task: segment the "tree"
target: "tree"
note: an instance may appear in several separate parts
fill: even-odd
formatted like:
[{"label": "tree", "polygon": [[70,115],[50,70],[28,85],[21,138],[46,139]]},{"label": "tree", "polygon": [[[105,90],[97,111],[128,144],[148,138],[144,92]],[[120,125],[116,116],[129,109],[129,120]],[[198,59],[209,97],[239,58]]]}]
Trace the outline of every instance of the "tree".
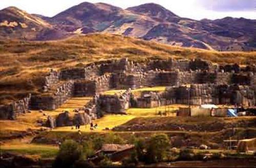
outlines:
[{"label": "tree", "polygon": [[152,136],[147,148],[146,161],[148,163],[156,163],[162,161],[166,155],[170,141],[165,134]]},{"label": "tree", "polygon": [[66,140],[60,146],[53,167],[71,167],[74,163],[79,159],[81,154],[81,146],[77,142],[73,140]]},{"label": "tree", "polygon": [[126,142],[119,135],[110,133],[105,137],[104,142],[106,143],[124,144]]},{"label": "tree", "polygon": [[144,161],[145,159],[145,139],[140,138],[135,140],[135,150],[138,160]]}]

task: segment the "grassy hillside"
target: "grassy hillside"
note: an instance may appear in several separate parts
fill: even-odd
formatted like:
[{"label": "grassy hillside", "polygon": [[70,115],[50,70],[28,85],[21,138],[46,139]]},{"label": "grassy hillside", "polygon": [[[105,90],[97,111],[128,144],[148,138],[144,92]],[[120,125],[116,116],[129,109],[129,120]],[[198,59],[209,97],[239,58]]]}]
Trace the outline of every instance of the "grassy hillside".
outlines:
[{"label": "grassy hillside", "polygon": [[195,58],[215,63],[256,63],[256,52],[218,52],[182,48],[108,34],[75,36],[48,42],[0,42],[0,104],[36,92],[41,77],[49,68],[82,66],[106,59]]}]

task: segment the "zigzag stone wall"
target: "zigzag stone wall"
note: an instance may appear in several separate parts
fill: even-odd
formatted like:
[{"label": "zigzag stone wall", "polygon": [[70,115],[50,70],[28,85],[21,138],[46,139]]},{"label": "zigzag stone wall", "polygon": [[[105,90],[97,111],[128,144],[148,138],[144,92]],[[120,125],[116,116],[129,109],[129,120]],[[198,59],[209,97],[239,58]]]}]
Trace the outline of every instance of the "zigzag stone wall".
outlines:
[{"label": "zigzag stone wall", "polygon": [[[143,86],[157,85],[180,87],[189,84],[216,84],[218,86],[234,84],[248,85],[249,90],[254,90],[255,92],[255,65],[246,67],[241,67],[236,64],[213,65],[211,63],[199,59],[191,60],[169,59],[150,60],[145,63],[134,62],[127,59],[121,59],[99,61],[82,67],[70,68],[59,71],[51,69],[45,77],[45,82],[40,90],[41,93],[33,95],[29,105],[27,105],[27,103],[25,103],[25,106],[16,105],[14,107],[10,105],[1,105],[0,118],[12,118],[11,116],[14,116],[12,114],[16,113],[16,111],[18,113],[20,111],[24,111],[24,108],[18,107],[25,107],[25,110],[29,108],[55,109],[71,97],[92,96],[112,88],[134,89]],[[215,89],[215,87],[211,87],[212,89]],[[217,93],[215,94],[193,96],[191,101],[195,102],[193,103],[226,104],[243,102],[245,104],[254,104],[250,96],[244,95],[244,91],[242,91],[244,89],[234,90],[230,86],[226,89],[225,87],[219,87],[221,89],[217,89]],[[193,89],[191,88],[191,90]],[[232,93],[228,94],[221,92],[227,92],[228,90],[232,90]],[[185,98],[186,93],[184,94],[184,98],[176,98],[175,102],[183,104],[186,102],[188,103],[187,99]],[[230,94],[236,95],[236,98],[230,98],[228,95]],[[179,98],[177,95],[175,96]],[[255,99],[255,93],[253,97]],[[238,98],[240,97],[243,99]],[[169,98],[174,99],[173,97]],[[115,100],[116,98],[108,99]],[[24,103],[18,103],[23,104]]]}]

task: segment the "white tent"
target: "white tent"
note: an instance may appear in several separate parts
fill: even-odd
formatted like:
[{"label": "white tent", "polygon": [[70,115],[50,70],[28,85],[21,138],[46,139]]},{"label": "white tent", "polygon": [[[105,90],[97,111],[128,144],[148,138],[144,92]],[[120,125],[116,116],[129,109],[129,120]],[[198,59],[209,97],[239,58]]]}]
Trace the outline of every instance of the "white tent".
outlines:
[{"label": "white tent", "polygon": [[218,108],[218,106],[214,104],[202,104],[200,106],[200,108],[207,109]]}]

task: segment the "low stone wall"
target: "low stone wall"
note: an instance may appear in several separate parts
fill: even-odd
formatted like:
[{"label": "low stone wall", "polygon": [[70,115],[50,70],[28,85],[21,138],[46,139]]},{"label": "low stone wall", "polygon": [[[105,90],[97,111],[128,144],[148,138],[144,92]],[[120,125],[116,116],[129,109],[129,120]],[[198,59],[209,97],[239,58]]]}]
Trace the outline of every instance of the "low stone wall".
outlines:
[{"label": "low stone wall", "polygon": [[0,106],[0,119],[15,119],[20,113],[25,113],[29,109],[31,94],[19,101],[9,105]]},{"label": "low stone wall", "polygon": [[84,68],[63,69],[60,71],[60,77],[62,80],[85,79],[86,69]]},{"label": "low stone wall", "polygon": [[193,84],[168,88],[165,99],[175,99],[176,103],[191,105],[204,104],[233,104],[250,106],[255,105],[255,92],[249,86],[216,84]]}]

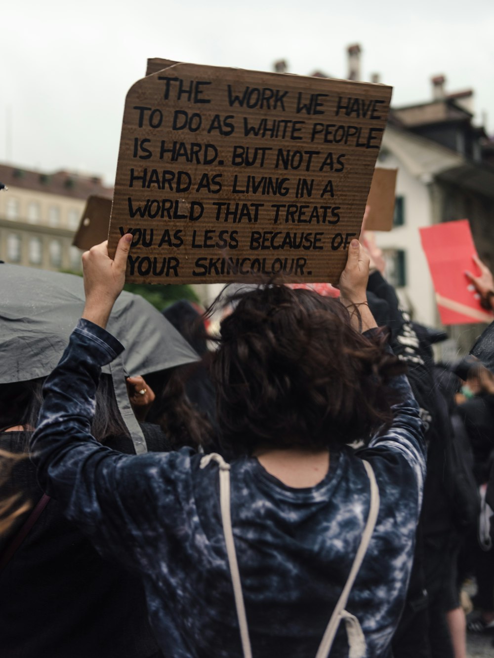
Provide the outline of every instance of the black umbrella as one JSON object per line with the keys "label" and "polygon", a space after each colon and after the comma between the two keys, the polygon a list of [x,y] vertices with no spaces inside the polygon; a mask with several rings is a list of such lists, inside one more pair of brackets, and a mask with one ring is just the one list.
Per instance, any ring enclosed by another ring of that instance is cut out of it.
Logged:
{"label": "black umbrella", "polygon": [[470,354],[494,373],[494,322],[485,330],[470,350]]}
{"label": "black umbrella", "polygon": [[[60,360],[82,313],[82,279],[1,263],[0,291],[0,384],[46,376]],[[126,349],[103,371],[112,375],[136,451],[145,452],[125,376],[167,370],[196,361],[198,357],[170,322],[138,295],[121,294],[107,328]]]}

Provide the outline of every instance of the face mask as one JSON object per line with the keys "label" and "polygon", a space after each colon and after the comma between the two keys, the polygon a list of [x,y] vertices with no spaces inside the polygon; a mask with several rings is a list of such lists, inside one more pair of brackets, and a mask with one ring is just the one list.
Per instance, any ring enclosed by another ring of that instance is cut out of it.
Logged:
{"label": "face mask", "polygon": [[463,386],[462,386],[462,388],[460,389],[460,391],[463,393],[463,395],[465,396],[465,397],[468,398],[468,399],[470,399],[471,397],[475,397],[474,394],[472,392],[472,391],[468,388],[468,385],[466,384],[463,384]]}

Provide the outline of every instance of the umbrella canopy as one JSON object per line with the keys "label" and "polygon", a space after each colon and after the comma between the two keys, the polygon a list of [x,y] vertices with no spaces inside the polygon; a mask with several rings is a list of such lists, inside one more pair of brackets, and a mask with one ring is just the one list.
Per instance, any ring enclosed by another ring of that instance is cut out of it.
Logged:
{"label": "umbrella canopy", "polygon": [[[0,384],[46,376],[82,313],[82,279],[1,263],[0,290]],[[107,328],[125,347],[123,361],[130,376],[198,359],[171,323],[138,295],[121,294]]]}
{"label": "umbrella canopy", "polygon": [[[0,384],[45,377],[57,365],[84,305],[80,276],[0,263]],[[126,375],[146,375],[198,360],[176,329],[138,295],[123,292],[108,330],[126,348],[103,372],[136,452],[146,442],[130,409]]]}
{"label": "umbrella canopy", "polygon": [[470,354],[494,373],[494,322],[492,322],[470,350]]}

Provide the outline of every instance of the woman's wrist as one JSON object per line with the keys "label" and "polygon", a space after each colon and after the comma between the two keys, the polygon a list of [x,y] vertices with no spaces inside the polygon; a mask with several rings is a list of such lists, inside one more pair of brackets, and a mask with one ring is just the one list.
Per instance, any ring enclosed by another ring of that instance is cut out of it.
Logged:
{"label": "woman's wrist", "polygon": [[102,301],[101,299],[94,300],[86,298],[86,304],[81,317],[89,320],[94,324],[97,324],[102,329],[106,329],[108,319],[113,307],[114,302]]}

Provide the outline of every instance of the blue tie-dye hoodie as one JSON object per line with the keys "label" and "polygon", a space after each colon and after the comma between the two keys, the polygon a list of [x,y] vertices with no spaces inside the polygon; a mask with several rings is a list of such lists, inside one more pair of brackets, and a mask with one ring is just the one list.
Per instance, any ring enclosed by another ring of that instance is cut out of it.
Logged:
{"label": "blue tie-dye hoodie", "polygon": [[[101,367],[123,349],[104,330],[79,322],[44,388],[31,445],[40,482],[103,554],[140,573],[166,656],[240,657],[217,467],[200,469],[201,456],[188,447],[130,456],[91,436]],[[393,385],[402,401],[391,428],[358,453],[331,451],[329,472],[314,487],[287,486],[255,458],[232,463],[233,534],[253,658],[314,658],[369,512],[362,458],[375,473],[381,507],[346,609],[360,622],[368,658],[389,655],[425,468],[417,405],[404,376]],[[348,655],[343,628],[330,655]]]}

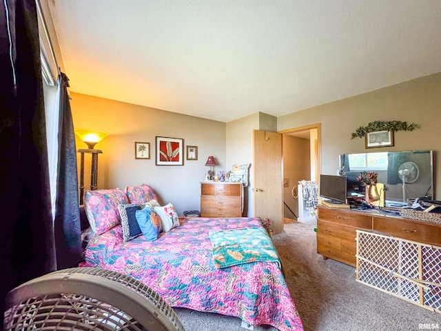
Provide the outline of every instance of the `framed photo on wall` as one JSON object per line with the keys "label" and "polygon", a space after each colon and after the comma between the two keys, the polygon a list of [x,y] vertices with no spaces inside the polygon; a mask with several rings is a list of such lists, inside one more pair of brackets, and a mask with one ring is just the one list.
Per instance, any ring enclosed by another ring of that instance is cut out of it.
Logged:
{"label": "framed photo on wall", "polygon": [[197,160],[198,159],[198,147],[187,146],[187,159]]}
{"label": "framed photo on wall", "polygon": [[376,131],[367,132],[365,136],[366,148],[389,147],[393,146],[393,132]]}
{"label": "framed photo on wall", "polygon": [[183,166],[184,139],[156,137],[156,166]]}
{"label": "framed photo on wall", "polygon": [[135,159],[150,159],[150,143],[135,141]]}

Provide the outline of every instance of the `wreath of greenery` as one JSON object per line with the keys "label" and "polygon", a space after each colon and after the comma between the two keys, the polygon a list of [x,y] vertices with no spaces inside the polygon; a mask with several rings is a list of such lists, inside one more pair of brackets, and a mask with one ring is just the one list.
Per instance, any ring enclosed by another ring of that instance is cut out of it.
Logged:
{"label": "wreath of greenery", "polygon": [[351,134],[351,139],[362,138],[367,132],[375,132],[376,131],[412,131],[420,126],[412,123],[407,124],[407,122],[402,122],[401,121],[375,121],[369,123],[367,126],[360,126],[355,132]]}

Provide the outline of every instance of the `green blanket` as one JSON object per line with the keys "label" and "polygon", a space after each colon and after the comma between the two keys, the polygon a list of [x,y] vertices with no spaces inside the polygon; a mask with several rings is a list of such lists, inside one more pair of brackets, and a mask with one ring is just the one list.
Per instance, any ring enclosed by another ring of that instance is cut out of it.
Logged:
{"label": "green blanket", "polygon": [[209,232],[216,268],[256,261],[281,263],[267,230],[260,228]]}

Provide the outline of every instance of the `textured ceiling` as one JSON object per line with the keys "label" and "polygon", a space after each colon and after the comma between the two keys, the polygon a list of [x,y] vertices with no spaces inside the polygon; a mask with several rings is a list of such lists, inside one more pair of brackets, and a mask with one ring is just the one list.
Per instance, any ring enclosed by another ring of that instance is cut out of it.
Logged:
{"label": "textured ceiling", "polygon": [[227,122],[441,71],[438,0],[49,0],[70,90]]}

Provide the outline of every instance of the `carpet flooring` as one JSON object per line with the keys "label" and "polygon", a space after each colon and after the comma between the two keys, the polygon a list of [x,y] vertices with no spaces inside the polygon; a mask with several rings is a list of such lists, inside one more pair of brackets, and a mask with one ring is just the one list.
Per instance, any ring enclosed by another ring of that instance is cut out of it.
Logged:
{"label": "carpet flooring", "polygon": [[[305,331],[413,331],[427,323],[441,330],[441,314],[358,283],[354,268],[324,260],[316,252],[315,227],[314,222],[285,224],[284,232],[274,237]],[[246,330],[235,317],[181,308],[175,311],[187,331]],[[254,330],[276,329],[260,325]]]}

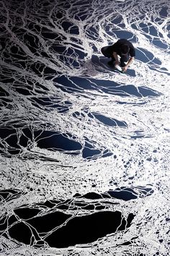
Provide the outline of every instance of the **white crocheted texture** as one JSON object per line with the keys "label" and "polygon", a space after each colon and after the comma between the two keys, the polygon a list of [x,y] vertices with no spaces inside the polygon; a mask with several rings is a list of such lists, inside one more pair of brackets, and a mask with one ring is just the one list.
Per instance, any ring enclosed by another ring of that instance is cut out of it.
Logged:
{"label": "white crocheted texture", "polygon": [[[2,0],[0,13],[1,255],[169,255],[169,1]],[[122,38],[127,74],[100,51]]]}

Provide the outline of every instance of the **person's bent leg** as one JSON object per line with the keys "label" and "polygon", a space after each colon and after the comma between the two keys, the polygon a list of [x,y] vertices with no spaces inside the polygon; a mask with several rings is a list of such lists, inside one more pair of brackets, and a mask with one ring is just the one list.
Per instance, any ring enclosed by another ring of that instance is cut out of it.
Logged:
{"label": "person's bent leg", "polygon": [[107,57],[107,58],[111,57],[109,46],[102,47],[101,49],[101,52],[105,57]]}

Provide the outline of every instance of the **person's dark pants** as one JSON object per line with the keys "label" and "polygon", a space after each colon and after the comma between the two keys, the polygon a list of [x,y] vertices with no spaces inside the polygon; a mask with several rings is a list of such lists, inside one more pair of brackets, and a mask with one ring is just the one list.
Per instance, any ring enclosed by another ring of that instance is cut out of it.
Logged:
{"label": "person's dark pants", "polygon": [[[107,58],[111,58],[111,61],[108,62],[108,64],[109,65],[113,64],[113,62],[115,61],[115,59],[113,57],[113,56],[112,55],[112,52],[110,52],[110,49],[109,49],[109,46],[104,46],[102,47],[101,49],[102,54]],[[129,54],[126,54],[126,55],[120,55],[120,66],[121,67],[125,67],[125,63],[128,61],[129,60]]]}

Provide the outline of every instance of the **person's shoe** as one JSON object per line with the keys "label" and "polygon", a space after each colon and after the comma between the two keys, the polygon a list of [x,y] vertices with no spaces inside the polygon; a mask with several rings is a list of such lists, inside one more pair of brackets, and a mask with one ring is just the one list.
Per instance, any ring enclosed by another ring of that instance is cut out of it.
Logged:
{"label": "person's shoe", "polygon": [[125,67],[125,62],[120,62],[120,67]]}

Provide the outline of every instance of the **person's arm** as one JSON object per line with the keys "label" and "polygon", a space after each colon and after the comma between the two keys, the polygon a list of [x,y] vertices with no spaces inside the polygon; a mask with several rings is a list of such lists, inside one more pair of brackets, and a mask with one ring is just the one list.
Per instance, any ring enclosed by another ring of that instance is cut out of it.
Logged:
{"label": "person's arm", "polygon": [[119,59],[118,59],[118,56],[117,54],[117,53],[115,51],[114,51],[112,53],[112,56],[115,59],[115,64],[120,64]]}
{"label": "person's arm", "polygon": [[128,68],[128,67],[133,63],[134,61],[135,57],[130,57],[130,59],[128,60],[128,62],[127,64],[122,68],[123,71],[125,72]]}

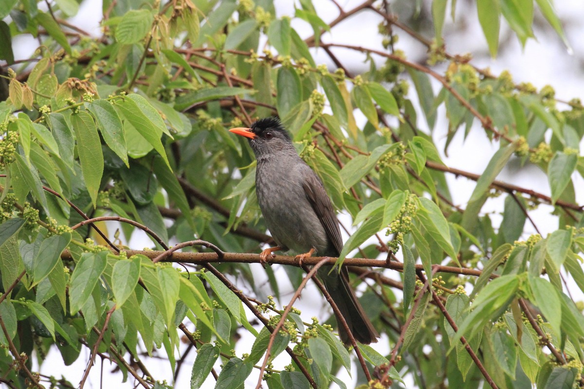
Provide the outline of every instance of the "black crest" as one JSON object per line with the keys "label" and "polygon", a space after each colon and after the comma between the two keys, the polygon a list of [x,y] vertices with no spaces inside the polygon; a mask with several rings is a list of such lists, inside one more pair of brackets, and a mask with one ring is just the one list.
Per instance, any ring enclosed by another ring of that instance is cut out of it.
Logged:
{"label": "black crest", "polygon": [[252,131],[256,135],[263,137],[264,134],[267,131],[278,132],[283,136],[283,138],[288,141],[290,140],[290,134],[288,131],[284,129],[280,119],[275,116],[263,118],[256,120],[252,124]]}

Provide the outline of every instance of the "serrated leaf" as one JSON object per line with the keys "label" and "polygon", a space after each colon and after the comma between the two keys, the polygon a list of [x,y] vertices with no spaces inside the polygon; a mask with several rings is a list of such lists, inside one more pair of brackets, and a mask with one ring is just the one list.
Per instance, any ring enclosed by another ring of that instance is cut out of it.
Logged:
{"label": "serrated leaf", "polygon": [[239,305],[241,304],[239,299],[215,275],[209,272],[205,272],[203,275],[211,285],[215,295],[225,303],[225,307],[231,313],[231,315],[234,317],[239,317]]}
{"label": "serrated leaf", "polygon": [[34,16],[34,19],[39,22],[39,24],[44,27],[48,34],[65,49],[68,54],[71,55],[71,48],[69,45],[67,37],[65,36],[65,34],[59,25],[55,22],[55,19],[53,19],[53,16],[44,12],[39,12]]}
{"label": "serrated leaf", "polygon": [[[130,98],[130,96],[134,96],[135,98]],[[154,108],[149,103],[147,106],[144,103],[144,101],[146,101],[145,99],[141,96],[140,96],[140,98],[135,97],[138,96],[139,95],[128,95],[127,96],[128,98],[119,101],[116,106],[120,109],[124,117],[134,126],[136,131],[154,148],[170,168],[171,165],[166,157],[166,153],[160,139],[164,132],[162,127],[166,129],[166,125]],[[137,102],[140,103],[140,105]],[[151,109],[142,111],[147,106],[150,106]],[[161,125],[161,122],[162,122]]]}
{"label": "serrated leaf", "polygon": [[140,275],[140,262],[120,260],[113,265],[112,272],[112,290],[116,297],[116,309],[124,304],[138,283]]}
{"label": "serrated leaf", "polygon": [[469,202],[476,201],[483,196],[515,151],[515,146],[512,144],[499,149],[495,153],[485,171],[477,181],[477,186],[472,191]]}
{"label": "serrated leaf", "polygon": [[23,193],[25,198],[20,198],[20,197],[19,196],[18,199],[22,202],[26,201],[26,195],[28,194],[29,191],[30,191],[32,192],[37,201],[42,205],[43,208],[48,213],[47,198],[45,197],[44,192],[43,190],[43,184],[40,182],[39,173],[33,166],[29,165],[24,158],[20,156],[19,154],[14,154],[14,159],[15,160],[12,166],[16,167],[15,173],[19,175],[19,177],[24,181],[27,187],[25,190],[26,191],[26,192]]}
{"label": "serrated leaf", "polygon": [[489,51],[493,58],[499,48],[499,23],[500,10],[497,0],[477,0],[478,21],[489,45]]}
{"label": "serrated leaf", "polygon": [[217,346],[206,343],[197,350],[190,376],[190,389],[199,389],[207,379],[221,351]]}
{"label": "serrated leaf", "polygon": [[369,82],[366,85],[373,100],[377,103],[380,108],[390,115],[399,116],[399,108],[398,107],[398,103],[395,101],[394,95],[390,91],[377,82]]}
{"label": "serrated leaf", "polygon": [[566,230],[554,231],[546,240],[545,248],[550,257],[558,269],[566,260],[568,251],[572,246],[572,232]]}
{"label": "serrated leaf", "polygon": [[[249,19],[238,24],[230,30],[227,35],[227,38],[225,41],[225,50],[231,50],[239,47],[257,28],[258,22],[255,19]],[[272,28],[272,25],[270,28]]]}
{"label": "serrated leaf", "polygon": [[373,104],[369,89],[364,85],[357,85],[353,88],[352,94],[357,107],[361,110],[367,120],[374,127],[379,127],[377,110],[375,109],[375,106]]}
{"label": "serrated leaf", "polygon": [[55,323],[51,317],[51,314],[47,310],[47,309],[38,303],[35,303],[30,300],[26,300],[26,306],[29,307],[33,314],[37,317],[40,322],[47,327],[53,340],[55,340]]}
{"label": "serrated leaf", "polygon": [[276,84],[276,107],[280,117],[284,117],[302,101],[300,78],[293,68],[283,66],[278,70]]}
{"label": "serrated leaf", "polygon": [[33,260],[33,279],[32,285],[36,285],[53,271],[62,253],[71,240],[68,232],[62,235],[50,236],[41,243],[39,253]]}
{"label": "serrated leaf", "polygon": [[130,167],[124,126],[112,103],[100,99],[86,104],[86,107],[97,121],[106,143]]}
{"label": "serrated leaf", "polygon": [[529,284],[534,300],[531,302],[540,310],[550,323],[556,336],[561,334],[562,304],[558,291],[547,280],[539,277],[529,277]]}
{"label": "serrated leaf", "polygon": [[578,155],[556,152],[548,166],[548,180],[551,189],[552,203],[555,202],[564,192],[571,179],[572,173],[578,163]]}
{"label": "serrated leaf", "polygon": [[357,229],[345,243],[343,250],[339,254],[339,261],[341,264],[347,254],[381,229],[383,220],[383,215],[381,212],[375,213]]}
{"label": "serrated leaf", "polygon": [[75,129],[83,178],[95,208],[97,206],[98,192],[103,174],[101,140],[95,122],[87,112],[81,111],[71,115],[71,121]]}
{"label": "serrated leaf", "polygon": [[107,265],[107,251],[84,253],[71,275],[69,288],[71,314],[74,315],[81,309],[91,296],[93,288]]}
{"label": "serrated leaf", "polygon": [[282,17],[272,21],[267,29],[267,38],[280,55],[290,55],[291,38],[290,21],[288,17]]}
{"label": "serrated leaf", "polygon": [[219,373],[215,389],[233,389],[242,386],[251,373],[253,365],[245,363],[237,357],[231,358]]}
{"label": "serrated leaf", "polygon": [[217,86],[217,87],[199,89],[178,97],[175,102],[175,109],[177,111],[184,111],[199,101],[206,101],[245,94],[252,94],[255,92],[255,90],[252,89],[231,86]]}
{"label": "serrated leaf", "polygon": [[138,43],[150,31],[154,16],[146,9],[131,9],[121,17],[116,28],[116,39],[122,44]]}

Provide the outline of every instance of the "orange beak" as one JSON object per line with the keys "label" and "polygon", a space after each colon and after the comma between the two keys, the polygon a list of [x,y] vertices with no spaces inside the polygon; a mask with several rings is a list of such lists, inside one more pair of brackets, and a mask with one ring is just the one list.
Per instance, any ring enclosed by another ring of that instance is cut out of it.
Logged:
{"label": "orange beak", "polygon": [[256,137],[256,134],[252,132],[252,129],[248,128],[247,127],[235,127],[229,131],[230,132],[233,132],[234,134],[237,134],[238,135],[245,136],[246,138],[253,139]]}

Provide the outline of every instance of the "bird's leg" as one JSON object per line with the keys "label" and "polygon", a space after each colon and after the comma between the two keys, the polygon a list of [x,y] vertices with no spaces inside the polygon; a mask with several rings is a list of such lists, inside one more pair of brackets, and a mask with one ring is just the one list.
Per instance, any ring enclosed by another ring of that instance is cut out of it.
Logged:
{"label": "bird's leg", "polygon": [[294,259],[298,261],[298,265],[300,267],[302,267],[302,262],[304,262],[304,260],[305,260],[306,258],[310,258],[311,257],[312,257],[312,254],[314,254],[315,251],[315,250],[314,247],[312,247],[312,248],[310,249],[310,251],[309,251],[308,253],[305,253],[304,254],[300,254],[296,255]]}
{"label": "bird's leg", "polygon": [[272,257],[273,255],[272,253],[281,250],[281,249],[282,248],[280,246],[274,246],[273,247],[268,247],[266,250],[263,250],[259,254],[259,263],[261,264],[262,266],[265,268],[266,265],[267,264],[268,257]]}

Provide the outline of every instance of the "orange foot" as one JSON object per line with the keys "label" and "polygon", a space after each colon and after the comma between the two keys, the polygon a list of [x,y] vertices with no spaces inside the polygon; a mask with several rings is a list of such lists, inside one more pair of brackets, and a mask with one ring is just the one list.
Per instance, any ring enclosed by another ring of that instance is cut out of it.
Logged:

★ ★ ★ ★ ★ ★ ★

*YOUR GOAL*.
Count the lines in the records above that contain the word "woman", and reply with the number only.

*TASK ANSWER*.
2